▶ [Instructions for the task]:
Decide whether each statement below agrees with the windfall plan text that follows, answering yes or no and quoting the words of the text that settle it.
1. The writer names Ramit Sethi's "I Will Teach You to be Rich" as the only personal finance book read so far that covers the subject.
2. After the seminar on real estate investing, the writer went on to invest in real estate.
3. The text sets out the details of Sethi's plan for unexpected income.

▶ [Text extract]:

-.-.-

Windfall Plan

It seems that Emergency Funds get all the press when it comes to unexpected money events. It makes sense, I guess. Most of us probably feel that bad things are more likely to happen in our financial lives than good. Not to mention that a few psychological studies show that we tend to twice as instensely to financial losses than we do for financial gain.

Still, I’ve felt like everyone should have a plan for when they unexpectedly receive money; or, a windfall plan, if you will.

So far, the only personal finance book I’ve read that covers the subject at all is Ramit Sethi’s “I Will Teach You to be Rich”. I won’t spoil the details of his plan for unexpected income here. I encourage you to check out the book; I thought it was pretty good.

As for my version of the plan, I pattern after something I heard while attending a seminar on real estate investing. I never actually got into real estate investing, but I did come out with a framework for planning around receiving some “above and beyond” kind of money.

What is a Windfall?

So, what do we consider a “windfall” in terms of this plan?

It can be a lot of things, really. Here are a few examples:

  • If you work for an hourly wage, do you have a period of time where you might be offered a lot of overtime?

-.-.-

▶ [Stored rows]:
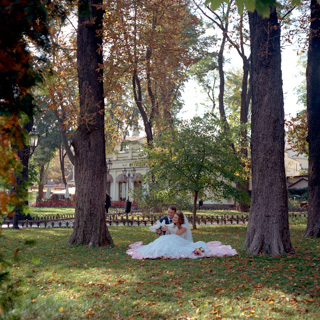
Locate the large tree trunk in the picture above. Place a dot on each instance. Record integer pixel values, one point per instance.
(268, 228)
(245, 98)
(194, 212)
(41, 180)
(88, 142)
(313, 109)
(61, 159)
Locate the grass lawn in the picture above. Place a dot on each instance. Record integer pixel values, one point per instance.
(58, 281)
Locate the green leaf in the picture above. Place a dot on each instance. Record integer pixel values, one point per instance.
(214, 4)
(30, 243)
(263, 7)
(249, 4)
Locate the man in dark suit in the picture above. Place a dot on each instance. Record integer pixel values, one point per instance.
(168, 219)
(108, 202)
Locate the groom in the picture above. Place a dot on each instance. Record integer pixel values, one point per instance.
(168, 219)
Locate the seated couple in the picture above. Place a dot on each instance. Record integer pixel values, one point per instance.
(177, 242)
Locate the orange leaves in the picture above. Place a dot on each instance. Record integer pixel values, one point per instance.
(297, 133)
(10, 141)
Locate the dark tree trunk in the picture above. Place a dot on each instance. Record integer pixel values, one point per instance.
(61, 158)
(245, 98)
(313, 110)
(268, 228)
(41, 180)
(89, 143)
(194, 225)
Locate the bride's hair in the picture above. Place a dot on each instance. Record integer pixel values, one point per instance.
(180, 217)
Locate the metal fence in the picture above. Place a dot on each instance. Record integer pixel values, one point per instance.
(134, 219)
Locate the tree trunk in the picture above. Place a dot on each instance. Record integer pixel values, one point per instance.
(313, 111)
(242, 206)
(194, 225)
(61, 158)
(268, 228)
(40, 186)
(89, 143)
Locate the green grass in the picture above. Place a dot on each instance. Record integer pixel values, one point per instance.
(68, 282)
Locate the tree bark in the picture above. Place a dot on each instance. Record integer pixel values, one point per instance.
(61, 159)
(89, 142)
(245, 98)
(313, 113)
(268, 227)
(194, 220)
(40, 186)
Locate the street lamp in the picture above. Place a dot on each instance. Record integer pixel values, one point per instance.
(28, 152)
(33, 140)
(109, 165)
(130, 173)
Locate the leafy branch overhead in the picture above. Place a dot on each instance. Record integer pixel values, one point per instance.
(262, 6)
(197, 157)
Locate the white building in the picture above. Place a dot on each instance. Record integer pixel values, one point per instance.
(121, 184)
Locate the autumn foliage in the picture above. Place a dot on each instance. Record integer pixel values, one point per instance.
(11, 140)
(297, 133)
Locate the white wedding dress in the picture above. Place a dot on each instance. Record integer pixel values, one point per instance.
(175, 247)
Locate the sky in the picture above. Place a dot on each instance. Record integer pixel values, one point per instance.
(193, 95)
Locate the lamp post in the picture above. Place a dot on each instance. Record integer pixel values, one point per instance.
(33, 139)
(109, 165)
(130, 173)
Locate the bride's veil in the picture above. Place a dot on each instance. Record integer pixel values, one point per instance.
(187, 226)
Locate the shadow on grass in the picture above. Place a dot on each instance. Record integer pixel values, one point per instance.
(69, 281)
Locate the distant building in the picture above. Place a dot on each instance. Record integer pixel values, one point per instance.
(129, 153)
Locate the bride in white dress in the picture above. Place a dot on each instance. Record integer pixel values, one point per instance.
(178, 243)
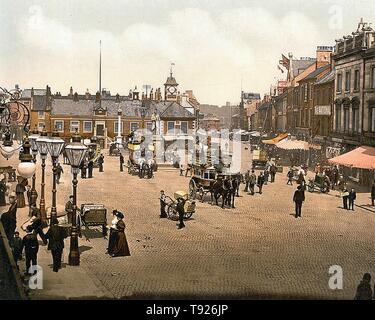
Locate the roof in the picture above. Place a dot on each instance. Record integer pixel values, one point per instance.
(326, 78)
(290, 144)
(26, 93)
(276, 139)
(129, 108)
(362, 157)
(39, 103)
(264, 106)
(171, 81)
(210, 117)
(301, 65)
(317, 72)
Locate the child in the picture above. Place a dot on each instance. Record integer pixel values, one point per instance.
(162, 204)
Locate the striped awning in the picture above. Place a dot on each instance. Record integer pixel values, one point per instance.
(289, 144)
(362, 158)
(276, 139)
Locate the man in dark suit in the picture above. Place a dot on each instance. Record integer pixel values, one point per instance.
(299, 198)
(90, 167)
(31, 245)
(9, 219)
(55, 236)
(260, 182)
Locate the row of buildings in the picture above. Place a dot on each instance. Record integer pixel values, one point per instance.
(98, 115)
(328, 100)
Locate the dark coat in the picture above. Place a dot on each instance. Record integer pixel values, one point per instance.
(9, 221)
(30, 243)
(121, 247)
(56, 236)
(299, 196)
(3, 189)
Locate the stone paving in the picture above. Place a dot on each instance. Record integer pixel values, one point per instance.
(258, 250)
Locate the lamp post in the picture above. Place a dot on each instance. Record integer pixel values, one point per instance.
(26, 167)
(7, 149)
(55, 146)
(42, 143)
(75, 152)
(143, 114)
(119, 126)
(33, 137)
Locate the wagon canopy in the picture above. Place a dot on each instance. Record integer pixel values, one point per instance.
(361, 157)
(276, 139)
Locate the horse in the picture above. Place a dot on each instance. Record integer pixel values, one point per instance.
(220, 188)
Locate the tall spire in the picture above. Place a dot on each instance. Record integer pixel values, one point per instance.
(171, 71)
(100, 67)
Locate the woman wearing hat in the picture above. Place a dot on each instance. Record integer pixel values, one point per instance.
(112, 233)
(121, 247)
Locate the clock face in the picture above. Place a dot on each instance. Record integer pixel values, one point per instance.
(172, 90)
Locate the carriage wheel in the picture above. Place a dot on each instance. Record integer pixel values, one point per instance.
(172, 212)
(188, 215)
(192, 190)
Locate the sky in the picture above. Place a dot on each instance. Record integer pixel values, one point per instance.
(218, 47)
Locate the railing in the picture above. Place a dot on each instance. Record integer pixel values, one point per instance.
(11, 287)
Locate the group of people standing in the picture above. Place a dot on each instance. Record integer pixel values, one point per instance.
(117, 244)
(251, 179)
(87, 166)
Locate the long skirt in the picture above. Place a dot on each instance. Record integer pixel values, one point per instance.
(21, 200)
(121, 247)
(112, 240)
(2, 199)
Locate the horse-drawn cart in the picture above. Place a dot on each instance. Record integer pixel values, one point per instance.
(189, 206)
(141, 160)
(319, 183)
(201, 183)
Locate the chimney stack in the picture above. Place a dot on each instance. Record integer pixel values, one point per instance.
(323, 56)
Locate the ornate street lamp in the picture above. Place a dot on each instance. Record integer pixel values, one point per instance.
(7, 149)
(75, 152)
(143, 110)
(42, 145)
(119, 126)
(26, 168)
(34, 149)
(55, 146)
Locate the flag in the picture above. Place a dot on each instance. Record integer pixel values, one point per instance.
(284, 61)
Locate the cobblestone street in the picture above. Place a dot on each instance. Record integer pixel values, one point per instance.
(257, 250)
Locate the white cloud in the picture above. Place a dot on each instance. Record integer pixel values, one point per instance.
(211, 53)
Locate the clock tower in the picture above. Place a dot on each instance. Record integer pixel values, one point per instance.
(170, 88)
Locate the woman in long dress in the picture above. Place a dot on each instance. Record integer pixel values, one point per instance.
(112, 233)
(20, 190)
(121, 247)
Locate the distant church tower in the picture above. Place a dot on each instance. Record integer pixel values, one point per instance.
(170, 87)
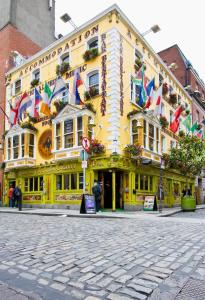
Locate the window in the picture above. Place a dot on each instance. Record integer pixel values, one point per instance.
(163, 144)
(58, 136)
(70, 181)
(22, 145)
(15, 147)
(145, 134)
(151, 137)
(143, 182)
(93, 81)
(93, 43)
(68, 134)
(31, 145)
(17, 86)
(134, 132)
(79, 130)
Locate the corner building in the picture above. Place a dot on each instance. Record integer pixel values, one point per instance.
(44, 159)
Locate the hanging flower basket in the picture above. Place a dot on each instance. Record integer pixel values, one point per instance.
(165, 89)
(92, 92)
(163, 121)
(34, 82)
(90, 54)
(133, 150)
(62, 68)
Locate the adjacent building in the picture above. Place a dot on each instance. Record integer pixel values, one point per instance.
(43, 155)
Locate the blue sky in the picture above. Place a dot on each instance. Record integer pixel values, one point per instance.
(182, 22)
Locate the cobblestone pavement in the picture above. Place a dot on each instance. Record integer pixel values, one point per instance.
(116, 259)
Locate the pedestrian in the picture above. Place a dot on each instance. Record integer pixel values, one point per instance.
(97, 190)
(18, 197)
(11, 196)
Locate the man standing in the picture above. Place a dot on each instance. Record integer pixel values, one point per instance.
(96, 189)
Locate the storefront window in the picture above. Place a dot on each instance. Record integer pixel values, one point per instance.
(68, 133)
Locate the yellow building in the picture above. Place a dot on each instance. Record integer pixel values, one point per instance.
(43, 155)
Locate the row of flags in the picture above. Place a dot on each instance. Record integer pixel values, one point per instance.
(148, 96)
(26, 104)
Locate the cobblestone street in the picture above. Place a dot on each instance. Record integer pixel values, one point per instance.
(147, 257)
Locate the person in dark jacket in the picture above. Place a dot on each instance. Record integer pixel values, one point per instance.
(96, 189)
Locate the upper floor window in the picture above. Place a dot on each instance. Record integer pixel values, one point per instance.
(68, 133)
(93, 43)
(17, 86)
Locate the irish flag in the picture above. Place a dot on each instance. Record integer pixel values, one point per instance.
(46, 101)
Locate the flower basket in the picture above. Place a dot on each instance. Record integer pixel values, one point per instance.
(92, 92)
(165, 89)
(90, 54)
(34, 82)
(63, 68)
(163, 121)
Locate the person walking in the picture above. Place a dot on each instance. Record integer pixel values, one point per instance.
(96, 189)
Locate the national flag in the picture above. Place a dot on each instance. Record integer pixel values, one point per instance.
(33, 112)
(158, 101)
(150, 93)
(178, 112)
(46, 101)
(187, 122)
(76, 83)
(174, 125)
(194, 127)
(59, 89)
(25, 103)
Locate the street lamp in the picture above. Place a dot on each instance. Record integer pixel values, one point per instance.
(154, 29)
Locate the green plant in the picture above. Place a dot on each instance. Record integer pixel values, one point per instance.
(62, 68)
(34, 82)
(133, 149)
(90, 54)
(92, 92)
(163, 121)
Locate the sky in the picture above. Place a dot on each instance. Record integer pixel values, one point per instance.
(182, 22)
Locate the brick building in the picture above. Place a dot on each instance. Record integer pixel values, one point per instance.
(22, 30)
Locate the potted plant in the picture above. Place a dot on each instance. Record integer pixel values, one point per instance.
(92, 92)
(62, 68)
(189, 159)
(34, 82)
(90, 54)
(163, 121)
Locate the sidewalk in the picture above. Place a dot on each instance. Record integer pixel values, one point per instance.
(108, 214)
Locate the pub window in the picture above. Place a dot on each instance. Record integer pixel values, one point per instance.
(134, 132)
(79, 130)
(151, 137)
(15, 146)
(68, 133)
(93, 43)
(58, 136)
(17, 86)
(31, 145)
(9, 149)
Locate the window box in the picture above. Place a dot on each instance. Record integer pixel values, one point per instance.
(62, 68)
(90, 54)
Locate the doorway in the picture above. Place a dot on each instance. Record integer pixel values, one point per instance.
(105, 179)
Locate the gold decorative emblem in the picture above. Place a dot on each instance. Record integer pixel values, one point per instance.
(45, 144)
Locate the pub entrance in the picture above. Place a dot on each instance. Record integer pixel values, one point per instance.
(106, 180)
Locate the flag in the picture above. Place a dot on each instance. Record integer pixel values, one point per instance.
(59, 89)
(46, 101)
(194, 127)
(76, 83)
(158, 101)
(150, 92)
(25, 103)
(187, 122)
(33, 112)
(174, 125)
(178, 112)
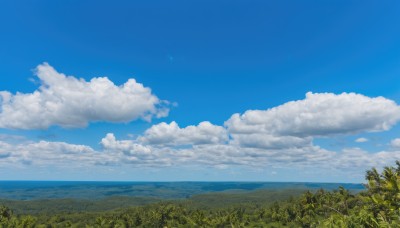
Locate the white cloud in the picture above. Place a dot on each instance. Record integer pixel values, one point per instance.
(296, 123)
(172, 134)
(320, 114)
(278, 137)
(71, 102)
(395, 143)
(361, 140)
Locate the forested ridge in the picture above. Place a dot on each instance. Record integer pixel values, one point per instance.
(377, 206)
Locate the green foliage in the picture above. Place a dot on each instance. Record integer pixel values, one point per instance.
(378, 206)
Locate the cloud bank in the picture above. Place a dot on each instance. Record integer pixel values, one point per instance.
(70, 102)
(278, 137)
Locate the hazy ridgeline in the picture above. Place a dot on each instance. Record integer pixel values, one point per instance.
(174, 204)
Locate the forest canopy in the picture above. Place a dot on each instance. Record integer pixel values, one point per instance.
(377, 206)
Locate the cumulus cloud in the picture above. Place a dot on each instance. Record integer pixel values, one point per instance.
(296, 123)
(172, 134)
(320, 114)
(278, 137)
(361, 140)
(395, 143)
(71, 102)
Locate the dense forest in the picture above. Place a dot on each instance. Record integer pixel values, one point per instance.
(377, 206)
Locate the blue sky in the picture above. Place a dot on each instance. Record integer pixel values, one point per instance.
(202, 61)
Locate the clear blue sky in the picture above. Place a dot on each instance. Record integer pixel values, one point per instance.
(209, 60)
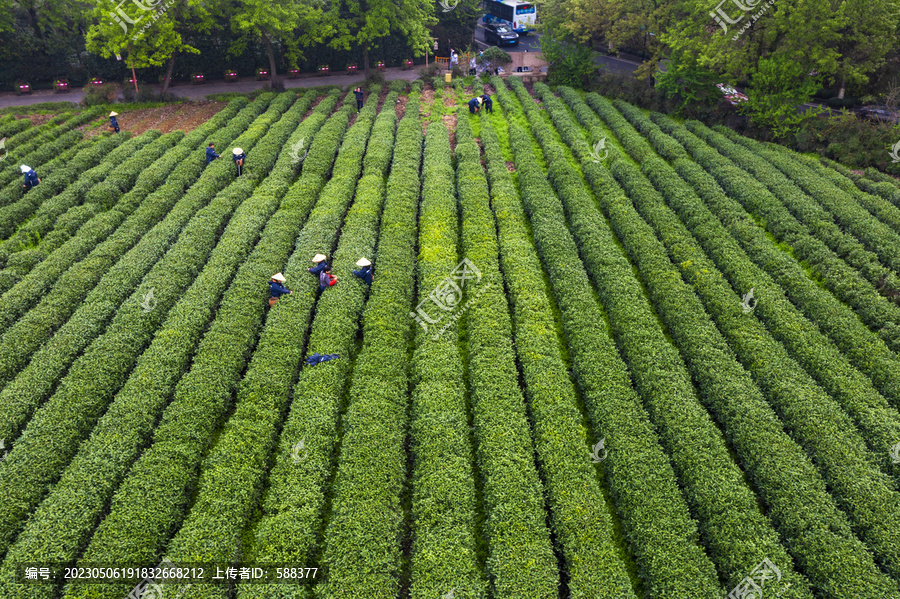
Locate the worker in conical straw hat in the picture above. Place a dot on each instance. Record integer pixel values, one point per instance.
(237, 155)
(31, 178)
(321, 264)
(365, 270)
(277, 288)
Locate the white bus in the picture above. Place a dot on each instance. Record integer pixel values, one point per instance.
(520, 16)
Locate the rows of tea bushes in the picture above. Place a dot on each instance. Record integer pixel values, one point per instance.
(10, 126)
(846, 283)
(129, 160)
(863, 492)
(580, 514)
(123, 166)
(15, 213)
(118, 272)
(744, 435)
(104, 459)
(520, 559)
(766, 268)
(803, 198)
(751, 425)
(49, 141)
(294, 503)
(735, 549)
(444, 515)
(711, 482)
(872, 220)
(171, 166)
(866, 351)
(230, 484)
(57, 428)
(871, 412)
(204, 394)
(361, 554)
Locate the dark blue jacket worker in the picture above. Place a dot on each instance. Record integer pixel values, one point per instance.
(211, 153)
(237, 155)
(488, 103)
(326, 280)
(320, 265)
(365, 271)
(31, 178)
(277, 288)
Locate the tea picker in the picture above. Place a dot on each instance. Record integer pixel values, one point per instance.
(365, 271)
(277, 288)
(238, 156)
(31, 178)
(211, 153)
(321, 265)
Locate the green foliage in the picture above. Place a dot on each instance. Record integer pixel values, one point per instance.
(374, 444)
(492, 58)
(518, 538)
(571, 63)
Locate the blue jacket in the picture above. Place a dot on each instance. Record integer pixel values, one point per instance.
(323, 265)
(317, 358)
(277, 289)
(364, 273)
(31, 179)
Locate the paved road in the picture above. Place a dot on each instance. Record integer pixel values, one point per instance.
(199, 92)
(527, 43)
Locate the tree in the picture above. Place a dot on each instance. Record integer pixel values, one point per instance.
(492, 58)
(293, 23)
(571, 63)
(145, 33)
(364, 22)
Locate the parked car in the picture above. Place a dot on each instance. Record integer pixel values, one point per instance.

-.-.-

▶ [Final result]:
1. Yes: "So far, the only personal finance book I’ve read that covers the subject at all is Ramit Sethi’s “I Will Teach You to be Rich”."
2. No: "I never actually got into real estate investing"
3. No: "I won’t spoil the details of his plan for unexpected income here."